● Exercise directions
Among the entries, find the lines with the string "below" and copy them.

[Saved entries]
§
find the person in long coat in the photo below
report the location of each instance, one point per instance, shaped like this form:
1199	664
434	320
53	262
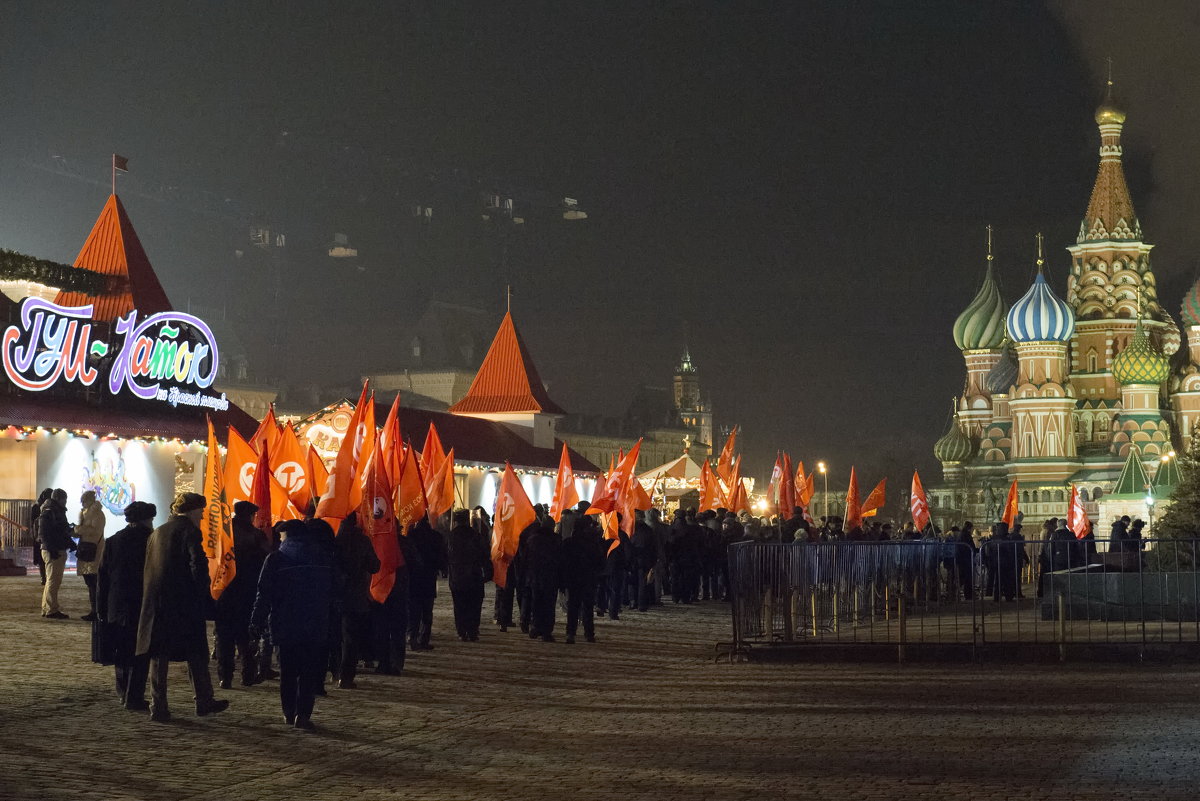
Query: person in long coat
175	600
295	595
119	585
90	533
469	567
233	608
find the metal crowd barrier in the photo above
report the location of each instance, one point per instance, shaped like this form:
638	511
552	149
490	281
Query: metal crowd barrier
1055	595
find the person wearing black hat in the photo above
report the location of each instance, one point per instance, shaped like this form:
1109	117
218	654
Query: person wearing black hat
469	566
119	580
233	608
295	595
172	626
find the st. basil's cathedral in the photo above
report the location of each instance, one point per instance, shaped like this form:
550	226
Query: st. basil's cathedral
1090	391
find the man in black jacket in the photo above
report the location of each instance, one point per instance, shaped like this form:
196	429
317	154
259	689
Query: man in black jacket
119	602
172	626
423	582
469	565
358	561
55	536
233	608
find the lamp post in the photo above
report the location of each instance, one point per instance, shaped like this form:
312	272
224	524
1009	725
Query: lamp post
825	475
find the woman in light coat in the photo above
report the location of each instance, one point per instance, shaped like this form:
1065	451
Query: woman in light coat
90	530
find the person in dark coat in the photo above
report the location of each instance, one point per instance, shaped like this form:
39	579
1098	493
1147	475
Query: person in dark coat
175	598
54	533
358	561
544	578
237	601
119	602
582	565
469	566
423	582
389	620
295	594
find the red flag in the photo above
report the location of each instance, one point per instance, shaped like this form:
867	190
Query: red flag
514	513
725	464
787	488
1011	511
268	432
876	500
853	518
215	527
919	504
261	491
565	494
337	499
411	504
377	519
289	465
1077	516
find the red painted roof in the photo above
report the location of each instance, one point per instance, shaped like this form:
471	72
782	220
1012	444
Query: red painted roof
507	381
113	248
135	419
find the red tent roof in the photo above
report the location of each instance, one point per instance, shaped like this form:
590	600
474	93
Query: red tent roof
507	381
113	248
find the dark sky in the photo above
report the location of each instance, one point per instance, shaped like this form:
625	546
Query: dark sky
801	187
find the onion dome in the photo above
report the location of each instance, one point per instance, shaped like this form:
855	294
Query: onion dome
954	445
1140	363
982	324
1003	373
1192	305
1041	315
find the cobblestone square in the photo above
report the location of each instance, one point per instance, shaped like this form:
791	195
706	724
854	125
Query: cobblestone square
643	714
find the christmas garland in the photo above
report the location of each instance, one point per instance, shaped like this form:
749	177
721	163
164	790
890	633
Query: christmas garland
18	266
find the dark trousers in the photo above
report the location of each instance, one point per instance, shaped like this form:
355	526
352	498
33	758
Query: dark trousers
355	632
544	600
90	580
420	620
580	603
234	637
504	597
198	672
301	666
616	589
389	624
468	607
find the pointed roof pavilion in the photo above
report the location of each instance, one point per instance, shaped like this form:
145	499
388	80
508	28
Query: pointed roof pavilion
507	381
114	250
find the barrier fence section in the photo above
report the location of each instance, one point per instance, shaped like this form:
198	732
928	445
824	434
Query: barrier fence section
1056	591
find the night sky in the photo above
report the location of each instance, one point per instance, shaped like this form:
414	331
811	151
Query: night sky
798	188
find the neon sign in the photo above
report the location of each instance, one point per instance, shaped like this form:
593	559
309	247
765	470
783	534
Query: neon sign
168	356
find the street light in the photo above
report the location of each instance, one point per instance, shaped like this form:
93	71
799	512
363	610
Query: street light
825	474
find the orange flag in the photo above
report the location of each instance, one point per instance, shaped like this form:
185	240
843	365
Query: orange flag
1009	516
336	500
565	494
289	465
376	517
919	504
853	507
876	500
514	513
787	488
725	464
411	504
268	432
216	527
239	470
1077	516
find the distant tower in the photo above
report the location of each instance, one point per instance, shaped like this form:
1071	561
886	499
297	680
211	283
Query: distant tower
1041	324
694	410
979	333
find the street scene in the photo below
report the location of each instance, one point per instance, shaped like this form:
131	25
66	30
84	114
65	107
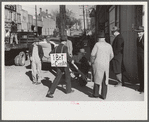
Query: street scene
74	52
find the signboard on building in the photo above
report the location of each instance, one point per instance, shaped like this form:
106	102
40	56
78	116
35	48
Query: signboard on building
59	60
11	7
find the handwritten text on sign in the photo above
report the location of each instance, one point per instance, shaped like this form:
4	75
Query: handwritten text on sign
58	60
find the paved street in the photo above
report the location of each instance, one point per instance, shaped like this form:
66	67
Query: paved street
18	87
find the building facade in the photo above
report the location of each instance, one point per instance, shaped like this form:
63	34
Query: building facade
10	15
49	24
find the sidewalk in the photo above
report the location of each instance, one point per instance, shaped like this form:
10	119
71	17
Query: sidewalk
19	87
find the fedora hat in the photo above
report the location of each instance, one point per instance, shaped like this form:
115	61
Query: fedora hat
114	28
63	38
101	34
41	37
140	29
82	50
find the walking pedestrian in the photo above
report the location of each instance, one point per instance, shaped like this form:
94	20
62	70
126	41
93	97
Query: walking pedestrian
36	54
61	48
101	56
117	61
140	57
13	33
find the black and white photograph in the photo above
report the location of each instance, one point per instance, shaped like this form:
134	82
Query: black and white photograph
85	59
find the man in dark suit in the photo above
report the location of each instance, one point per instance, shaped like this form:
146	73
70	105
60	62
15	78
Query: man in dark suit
117	61
61	49
13	33
140	57
36	54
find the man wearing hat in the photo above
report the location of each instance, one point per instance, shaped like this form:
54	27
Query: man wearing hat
117	61
101	56
36	54
13	33
69	45
61	48
140	57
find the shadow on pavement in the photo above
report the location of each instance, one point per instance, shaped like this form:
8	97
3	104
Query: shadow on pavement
84	89
47	67
46	82
29	74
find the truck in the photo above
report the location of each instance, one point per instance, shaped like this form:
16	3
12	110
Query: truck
18	53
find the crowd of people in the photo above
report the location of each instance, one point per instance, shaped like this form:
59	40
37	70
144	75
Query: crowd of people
103	55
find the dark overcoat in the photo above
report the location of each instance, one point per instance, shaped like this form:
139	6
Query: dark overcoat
118	47
40	51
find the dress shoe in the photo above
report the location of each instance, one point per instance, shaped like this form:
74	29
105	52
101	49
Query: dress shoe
70	92
93	96
102	97
33	82
50	95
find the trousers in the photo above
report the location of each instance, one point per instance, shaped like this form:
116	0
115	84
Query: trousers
141	70
36	71
57	79
103	88
11	38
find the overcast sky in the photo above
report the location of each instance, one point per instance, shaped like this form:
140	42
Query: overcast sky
31	9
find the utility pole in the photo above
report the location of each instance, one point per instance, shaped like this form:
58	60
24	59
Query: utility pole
36	19
84	19
62	20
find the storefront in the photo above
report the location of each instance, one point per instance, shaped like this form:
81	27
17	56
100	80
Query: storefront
127	18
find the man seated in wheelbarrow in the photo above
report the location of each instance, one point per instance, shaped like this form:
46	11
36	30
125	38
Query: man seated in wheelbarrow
82	65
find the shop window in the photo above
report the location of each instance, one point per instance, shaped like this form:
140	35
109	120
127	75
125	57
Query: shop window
111	22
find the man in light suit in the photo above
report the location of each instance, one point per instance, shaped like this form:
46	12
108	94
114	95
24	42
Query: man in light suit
36	54
118	48
101	56
61	48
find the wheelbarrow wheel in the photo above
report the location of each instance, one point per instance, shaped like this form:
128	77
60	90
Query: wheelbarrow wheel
82	82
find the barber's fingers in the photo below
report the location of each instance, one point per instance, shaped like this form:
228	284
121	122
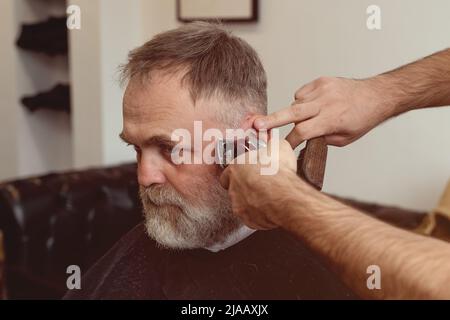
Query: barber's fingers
305	91
304	131
295	113
224	178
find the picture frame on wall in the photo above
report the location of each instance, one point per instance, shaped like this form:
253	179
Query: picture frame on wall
214	10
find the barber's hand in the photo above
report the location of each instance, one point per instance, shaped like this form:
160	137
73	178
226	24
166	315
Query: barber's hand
342	110
258	199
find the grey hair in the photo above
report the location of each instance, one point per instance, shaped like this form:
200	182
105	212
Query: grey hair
216	64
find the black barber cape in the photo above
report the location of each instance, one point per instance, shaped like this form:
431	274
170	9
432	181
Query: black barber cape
266	265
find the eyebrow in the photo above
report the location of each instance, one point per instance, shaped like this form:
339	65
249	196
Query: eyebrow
158	140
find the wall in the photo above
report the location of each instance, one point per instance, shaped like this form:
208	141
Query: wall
406	161
30	142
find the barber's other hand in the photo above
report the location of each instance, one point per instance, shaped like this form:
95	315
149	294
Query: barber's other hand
342	110
258	199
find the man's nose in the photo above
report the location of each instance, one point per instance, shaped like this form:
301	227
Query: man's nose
150	170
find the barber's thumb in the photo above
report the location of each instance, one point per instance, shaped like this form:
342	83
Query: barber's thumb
224	178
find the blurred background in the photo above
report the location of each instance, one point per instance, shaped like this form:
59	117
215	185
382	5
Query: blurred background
404	162
60	114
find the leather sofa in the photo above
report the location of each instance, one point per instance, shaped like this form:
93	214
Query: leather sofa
62	219
73	218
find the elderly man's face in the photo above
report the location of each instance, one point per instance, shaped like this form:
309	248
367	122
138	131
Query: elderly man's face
184	205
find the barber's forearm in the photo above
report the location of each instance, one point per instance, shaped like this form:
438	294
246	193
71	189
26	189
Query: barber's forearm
420	84
411	266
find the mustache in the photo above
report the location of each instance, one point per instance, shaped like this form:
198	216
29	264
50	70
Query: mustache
162	195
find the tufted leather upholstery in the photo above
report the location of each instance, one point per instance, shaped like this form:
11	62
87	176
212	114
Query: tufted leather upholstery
60	219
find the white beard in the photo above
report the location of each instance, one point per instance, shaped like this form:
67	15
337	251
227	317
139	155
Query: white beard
176	223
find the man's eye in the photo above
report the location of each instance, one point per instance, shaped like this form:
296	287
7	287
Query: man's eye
134	147
166	149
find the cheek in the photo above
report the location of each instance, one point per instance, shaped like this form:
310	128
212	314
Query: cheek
190	180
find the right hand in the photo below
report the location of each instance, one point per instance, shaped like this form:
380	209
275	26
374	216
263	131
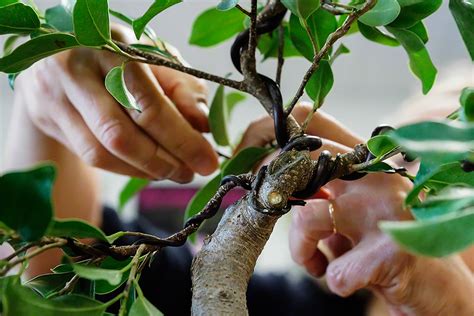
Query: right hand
66	99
§
● Response box
find the person in long coat in the photo below
find the street scene in the photo below
find the barber's fingers in the photo below
find the right hand in the photo below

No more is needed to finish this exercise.